Materials provided:
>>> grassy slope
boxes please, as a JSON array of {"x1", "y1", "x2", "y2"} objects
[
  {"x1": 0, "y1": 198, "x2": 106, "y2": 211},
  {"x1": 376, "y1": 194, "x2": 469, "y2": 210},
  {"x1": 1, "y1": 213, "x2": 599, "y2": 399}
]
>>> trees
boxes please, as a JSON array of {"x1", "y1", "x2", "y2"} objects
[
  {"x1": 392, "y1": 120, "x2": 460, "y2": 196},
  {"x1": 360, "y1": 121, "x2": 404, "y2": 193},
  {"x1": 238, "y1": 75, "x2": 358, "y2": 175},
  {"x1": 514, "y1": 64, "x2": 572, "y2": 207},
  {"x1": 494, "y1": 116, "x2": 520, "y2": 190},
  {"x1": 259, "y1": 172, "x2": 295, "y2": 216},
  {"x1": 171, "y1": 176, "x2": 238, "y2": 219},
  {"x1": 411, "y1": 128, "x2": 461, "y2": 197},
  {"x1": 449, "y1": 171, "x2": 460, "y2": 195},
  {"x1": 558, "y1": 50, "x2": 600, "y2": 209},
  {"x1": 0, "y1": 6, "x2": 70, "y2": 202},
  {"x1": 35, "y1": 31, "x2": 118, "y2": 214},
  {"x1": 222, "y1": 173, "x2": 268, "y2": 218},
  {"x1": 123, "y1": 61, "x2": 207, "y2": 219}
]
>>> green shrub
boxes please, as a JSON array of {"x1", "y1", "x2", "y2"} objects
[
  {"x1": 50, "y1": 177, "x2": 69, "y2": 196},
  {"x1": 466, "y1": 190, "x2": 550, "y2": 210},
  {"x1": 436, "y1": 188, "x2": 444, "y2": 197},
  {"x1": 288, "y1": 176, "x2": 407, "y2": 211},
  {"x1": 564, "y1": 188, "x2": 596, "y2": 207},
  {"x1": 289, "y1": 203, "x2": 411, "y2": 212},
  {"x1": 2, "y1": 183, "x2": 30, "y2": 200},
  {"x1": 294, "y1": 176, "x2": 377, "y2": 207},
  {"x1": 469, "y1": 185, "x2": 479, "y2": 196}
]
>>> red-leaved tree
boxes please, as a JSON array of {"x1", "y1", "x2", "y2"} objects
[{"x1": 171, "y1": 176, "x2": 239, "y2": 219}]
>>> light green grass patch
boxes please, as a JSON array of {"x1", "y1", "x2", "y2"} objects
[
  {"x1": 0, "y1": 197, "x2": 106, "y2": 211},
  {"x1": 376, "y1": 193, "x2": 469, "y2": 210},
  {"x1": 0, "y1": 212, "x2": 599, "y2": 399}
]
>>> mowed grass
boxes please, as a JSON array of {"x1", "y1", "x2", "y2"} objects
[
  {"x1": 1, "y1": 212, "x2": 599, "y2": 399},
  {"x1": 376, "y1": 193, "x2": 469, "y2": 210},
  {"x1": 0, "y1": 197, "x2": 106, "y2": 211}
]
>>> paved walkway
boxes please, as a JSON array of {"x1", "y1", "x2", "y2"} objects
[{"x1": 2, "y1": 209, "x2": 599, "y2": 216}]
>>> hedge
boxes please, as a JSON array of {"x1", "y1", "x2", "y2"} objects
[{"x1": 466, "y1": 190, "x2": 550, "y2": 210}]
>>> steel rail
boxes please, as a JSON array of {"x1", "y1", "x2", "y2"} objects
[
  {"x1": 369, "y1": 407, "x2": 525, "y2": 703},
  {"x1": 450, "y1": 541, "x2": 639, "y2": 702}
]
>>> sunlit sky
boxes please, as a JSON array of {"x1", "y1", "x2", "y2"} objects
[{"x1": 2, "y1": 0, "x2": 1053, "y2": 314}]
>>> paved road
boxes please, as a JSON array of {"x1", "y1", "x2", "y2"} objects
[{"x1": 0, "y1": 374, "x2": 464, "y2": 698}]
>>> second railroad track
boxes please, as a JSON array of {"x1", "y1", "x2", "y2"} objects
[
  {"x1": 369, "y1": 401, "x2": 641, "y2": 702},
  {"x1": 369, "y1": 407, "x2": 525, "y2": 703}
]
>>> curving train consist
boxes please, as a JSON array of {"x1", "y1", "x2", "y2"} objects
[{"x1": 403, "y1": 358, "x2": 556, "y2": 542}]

Work order:
Line by line, set down the material exactly as given.

Exercise output:
>>> grassy slope
boxes please, as a JSON array of {"x1", "y1", "x2", "y2"} objects
[
  {"x1": 0, "y1": 198, "x2": 106, "y2": 211},
  {"x1": 376, "y1": 194, "x2": 469, "y2": 210},
  {"x1": 1, "y1": 213, "x2": 599, "y2": 399}
]
>>> trees
boxes please, as a JSON array of {"x1", "y1", "x2", "y2"} objects
[
  {"x1": 392, "y1": 120, "x2": 460, "y2": 196},
  {"x1": 360, "y1": 121, "x2": 404, "y2": 193},
  {"x1": 238, "y1": 75, "x2": 358, "y2": 175},
  {"x1": 514, "y1": 64, "x2": 572, "y2": 207},
  {"x1": 494, "y1": 116, "x2": 520, "y2": 190},
  {"x1": 259, "y1": 172, "x2": 295, "y2": 216},
  {"x1": 171, "y1": 176, "x2": 238, "y2": 219},
  {"x1": 411, "y1": 128, "x2": 461, "y2": 197},
  {"x1": 449, "y1": 171, "x2": 460, "y2": 195},
  {"x1": 558, "y1": 50, "x2": 600, "y2": 209},
  {"x1": 0, "y1": 6, "x2": 70, "y2": 202},
  {"x1": 35, "y1": 31, "x2": 118, "y2": 214},
  {"x1": 222, "y1": 173, "x2": 268, "y2": 218},
  {"x1": 123, "y1": 61, "x2": 207, "y2": 219}
]
>>> green shrub
boxes please, as a JSON array of {"x1", "y1", "x2", "y2"} objects
[
  {"x1": 50, "y1": 177, "x2": 69, "y2": 196},
  {"x1": 466, "y1": 190, "x2": 550, "y2": 210},
  {"x1": 436, "y1": 188, "x2": 444, "y2": 197},
  {"x1": 288, "y1": 176, "x2": 407, "y2": 211},
  {"x1": 564, "y1": 188, "x2": 596, "y2": 207},
  {"x1": 289, "y1": 203, "x2": 411, "y2": 212},
  {"x1": 2, "y1": 183, "x2": 30, "y2": 200},
  {"x1": 294, "y1": 176, "x2": 377, "y2": 207},
  {"x1": 469, "y1": 185, "x2": 479, "y2": 196}
]
>>> red-leaved tree
boxes please, as a JSON array of {"x1", "y1", "x2", "y2"} objects
[{"x1": 171, "y1": 176, "x2": 239, "y2": 219}]
>>> light green grass patch
boxes please, as a JSON array of {"x1", "y1", "x2", "y2"} objects
[
  {"x1": 0, "y1": 197, "x2": 106, "y2": 211},
  {"x1": 376, "y1": 193, "x2": 469, "y2": 210},
  {"x1": 0, "y1": 212, "x2": 599, "y2": 399}
]
>>> mowed grass
boxes please, as a JSON array of {"x1", "y1", "x2", "y2"} objects
[
  {"x1": 1, "y1": 212, "x2": 599, "y2": 399},
  {"x1": 376, "y1": 193, "x2": 469, "y2": 210},
  {"x1": 0, "y1": 197, "x2": 106, "y2": 211}
]
>>> paved walkway
boxes please, as a JSON array of {"x1", "y1", "x2", "y2"} objects
[{"x1": 2, "y1": 209, "x2": 599, "y2": 216}]
>>> hedge
boxes please, as a JSON array of {"x1", "y1", "x2", "y2"} objects
[{"x1": 466, "y1": 190, "x2": 550, "y2": 210}]
>>> steel rail
boxes please, as a JSON array of {"x1", "y1", "x2", "y2"} objects
[
  {"x1": 369, "y1": 407, "x2": 525, "y2": 703},
  {"x1": 450, "y1": 541, "x2": 639, "y2": 702}
]
>>> sunlit sky
boxes please, as a JSON array of {"x1", "y1", "x2", "y2"} objects
[{"x1": 2, "y1": 0, "x2": 1053, "y2": 314}]
>>> paved road
boxes please, as a JSON array of {"x1", "y1", "x2", "y2"} objects
[{"x1": 0, "y1": 374, "x2": 464, "y2": 698}]
>>> second railroad track
boxes please, as a JSON array of {"x1", "y1", "x2", "y2"} objects
[
  {"x1": 369, "y1": 401, "x2": 641, "y2": 702},
  {"x1": 369, "y1": 407, "x2": 525, "y2": 703}
]
>>> curving train consist
boxes please, as a JSON array of {"x1", "y1", "x2", "y2"} objects
[{"x1": 403, "y1": 358, "x2": 556, "y2": 542}]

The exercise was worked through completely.